→ **Trecho citado**:
**********
Parsifal sentiu-se integrante do grupo e responsável pelo que acontecia com eles. Ao

retornar de sua peregrinação e tomar conhecimento de que os cavaleiros estavam perecendo

sem alimento ele exclamou: “Sou eu o causador dessa desgraça!” Ao retornar e celebrar a

Ceia a comunidade voltou a ter acesso ao alimento fortalecedor. No nosso mundo de hoje,

quando milhões de pessoas morrem sem alimento, a celebração da Eucaristia não pode ser

apenas um ato simbólico, sem relação com a sociedade em que vivemos. Com o ritual

simbólico, há que se lembrar também do significado amplo da comunhão e da necessidade de

pão para todos os nossos semelhantes.

Hans Küng comenta que Parsifal é, ao mesmo tempo, crítica e utopia em um mundo

que, como antes, continua necessitando de redenção, pois ainda tem pendente um processo de

humanização. Continua necessitando de um novo céu, uma nova terra, um novo homem.

Parsifal é, então, pressentimento e antecipação de um novo porvir.

A renúncia à sensualidade adquire, na era da escassez de recursos e do delírio dilapidador, o caráter de um desejo socialmente urgente: o desistir do pensamento de poder com vontade de imposição, em favor de uma compaixão com o homem e a natureza. Compaixão supõe convocação a uma práxis política alternativa. Renúncia se entende como autocompromisso humano com o fim de que o homem continue como tal e este mundo permaneça habitável para humanos e animais. (KÜNG, 2008, p.113)
**********
→ **Instruções de trabalho**:
• A. No trecho sobre Parsifal, por que, segundo Hans Küng, o mundo continua necessitando de redenção? Responda em uma a três frases.
• B. Copie fielmente todas as entradas de marcação de localização em imagens, do começo ao fim, deixando as imagens fora da resposta.

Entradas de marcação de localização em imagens
**********
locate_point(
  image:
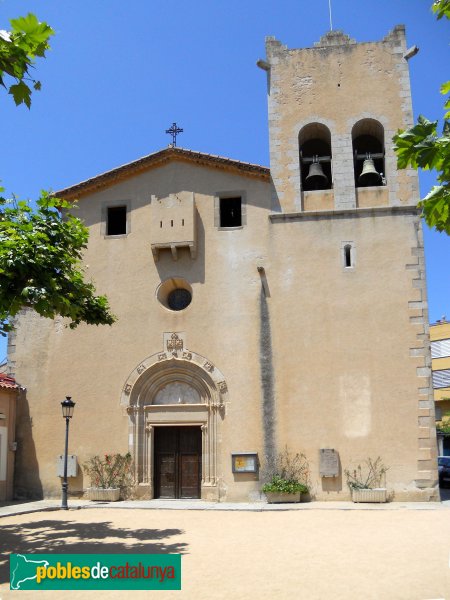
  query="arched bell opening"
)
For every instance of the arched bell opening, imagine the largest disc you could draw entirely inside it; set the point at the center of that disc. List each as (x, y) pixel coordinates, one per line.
(315, 157)
(174, 396)
(368, 153)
**********
→ **Respostas do exercício**:
• A. Porque o mundo ainda tem pendente um processo de humanização. Por isso continua necessitando de um novo céu, uma nova terra e um novo homem.

• B.
locate_point(
  image:
  query="arched bell opening"
)
For every instance of the arched bell opening, imagine the largest disc you could draw entirely inside it; set the point at the center of that disc. List each as (x, y) pixel coordinates, one per line.
(315, 157)
(174, 396)
(368, 153)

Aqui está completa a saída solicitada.